YOUR INSTRUCTIONS:
Reproduce every line of the records below word for word, leaving out the pictures.

* Begin GIVEN RECORDS *

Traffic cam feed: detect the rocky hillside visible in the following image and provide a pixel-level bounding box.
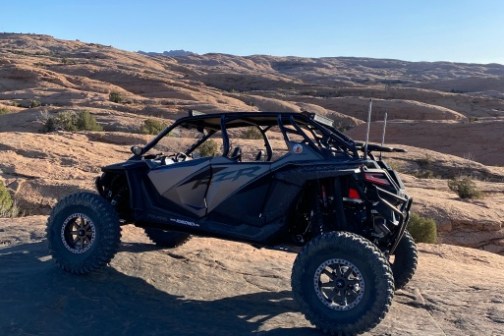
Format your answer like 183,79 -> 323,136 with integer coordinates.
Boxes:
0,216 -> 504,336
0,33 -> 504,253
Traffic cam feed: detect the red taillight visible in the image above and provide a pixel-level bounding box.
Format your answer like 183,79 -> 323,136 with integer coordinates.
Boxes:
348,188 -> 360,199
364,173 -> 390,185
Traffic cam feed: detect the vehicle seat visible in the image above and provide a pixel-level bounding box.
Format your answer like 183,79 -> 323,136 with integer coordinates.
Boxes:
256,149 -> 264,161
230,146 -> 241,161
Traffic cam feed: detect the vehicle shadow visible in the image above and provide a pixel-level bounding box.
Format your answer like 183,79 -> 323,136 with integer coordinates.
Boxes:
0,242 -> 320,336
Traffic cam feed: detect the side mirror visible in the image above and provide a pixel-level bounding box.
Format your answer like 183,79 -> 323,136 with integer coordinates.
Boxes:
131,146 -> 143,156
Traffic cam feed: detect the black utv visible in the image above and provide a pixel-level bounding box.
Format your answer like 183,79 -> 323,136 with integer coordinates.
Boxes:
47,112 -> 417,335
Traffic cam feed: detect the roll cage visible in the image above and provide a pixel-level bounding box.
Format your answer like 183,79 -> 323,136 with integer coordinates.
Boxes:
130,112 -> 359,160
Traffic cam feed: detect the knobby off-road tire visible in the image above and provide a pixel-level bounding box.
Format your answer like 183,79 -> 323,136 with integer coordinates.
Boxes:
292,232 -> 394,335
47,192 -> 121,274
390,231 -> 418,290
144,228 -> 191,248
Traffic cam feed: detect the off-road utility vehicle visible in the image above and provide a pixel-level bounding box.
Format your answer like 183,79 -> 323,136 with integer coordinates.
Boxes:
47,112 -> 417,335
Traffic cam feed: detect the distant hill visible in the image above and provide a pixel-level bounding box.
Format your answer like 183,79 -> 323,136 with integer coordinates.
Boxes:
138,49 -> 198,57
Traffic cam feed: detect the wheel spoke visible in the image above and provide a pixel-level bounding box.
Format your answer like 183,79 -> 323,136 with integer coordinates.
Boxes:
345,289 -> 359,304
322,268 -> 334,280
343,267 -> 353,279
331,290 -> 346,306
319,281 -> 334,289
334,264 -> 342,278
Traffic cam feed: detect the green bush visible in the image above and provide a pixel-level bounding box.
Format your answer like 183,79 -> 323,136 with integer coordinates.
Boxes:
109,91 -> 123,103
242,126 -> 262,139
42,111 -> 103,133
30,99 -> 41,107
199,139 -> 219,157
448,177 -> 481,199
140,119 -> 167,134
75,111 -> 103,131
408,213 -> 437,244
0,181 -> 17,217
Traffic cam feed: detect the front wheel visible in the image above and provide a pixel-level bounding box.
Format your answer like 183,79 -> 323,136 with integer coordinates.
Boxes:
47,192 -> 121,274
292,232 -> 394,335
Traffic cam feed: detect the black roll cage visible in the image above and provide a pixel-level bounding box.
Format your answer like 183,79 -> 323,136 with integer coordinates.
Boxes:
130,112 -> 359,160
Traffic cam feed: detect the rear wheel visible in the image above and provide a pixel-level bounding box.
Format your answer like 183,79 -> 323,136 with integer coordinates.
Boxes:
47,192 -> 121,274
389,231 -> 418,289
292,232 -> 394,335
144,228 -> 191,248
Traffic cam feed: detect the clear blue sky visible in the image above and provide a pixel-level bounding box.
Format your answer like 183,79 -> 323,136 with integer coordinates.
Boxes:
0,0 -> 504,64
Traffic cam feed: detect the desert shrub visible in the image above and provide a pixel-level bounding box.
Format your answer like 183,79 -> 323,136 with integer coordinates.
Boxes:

* End GIVEN RECORDS *

EXERCISE OUTPUT:
Traffic cam feed: detect the rocky hillside visible in the following image and provide a pixel-level bounding box.
Format your answer like 183,79 -> 323,136 with integer coordinates.
Boxes:
0,216 -> 504,336
0,33 -> 504,253
Traffic cam feed: detect the red taillight visible in the image above and provide a pixel-level bounding box.
Format your answer like 183,79 -> 323,136 with integer coordinates.
Boxes:
348,188 -> 360,199
364,173 -> 390,185
Traffic cam feed: detect the vehicle seat visible in the image above and provide a pixel-level bounding box.
Format your answer like 183,79 -> 323,136 with integer coordinates.
Boxes:
256,149 -> 264,161
230,146 -> 241,161
Traffic cam feed: detect the vehicle shadow visible in the image above and provide a pixel-level bounding box.
Format your answer like 183,79 -> 323,136 with integer coordinates.
Boxes:
0,242 -> 320,336
Traffic cam feed: detect the side mirror visible in the image above and provide a pixel-level bounding box.
Format your answer like 183,79 -> 323,136 with integer coordinates.
Boxes:
131,146 -> 143,156
Traffic cam feed: detect the black utv visible in the image above and provide a pixel-level bounding box.
Format your answer like 183,79 -> 323,136 with integer coordinates.
Boxes:
47,112 -> 417,335
Traffic cam feed: detect the roll cage visible in the image above and provide a pixel-level bounding box.
Format your answer like 183,79 -> 323,136 with integer coordinates.
Boxes:
130,112 -> 359,160
Traffic cam feed: detect the knobby off-road tire visible in the image above and provide a pixel-level bounding box.
Format your answer like 183,79 -> 323,136 with integer coordinates.
Boxes:
292,232 -> 394,335
47,192 -> 121,274
390,231 -> 418,290
144,228 -> 191,248
Traffic cam feed: detect the off-road utility vehicle visible in the image above and provide a pixel-level bounding box.
Format your answer like 183,79 -> 323,136 with integer coordinates.
Boxes:
47,112 -> 417,335
Traffic cam feed: detect the distant hill visible in the image above and provide a pixel-level bounding box.
Format your answer like 183,79 -> 323,136 with integer coordinates.
Boxes:
138,49 -> 198,57
Traffic cam feed: detect the wheel spoke visible in the image above and provide a pixel-level bounding box.
Format your answer like 183,79 -> 323,136 with integer coordinates.
Boxes:
345,289 -> 359,304
322,268 -> 334,280
343,267 -> 353,279
331,290 -> 346,306
319,281 -> 334,289
334,264 -> 342,278
Traffic cam feed: detect the green bush visible in the image above and provide a pixel-level bounding box.
Format your answer like 183,79 -> 323,136 with integer coordinates.
Boxes:
109,91 -> 123,103
242,126 -> 262,139
42,111 -> 103,133
30,99 -> 41,107
199,139 -> 219,157
448,177 -> 481,199
140,119 -> 167,134
75,111 -> 103,131
408,213 -> 437,244
0,181 -> 17,217
Traffic cam feed: detect the front wheel visible in the image above and provide a pixel-level bounding box.
Format your answer like 183,79 -> 323,136 with integer coordinates.
Boxes:
47,192 -> 121,274
292,232 -> 394,335
Traffic cam feed: detect the black roll cage visible in the image above and provide a pixel-level bounding box.
Format your answer like 183,79 -> 323,136 with integer coordinates.
Boxes:
130,112 -> 359,160
Traffic cam feed: detect the rear wheel visible in the image above and provide a pixel-level bounding box.
Format your answer like 183,79 -> 323,136 with integer coordinates.
Boxes:
47,192 -> 121,274
389,231 -> 418,289
292,232 -> 394,335
144,228 -> 191,248
Traffic cam feed: detect the clear blue sky visible in the image above and provide a pixel-level bounding box.
Format your answer like 183,79 -> 323,136 with integer coordinates.
Boxes:
0,0 -> 504,64
Traffic cam feed: detect the desert shrub visible in the image above and provide a pixel-level bounding box.
Format your answer like 183,79 -> 323,136 with integer coordinates.
Boxes:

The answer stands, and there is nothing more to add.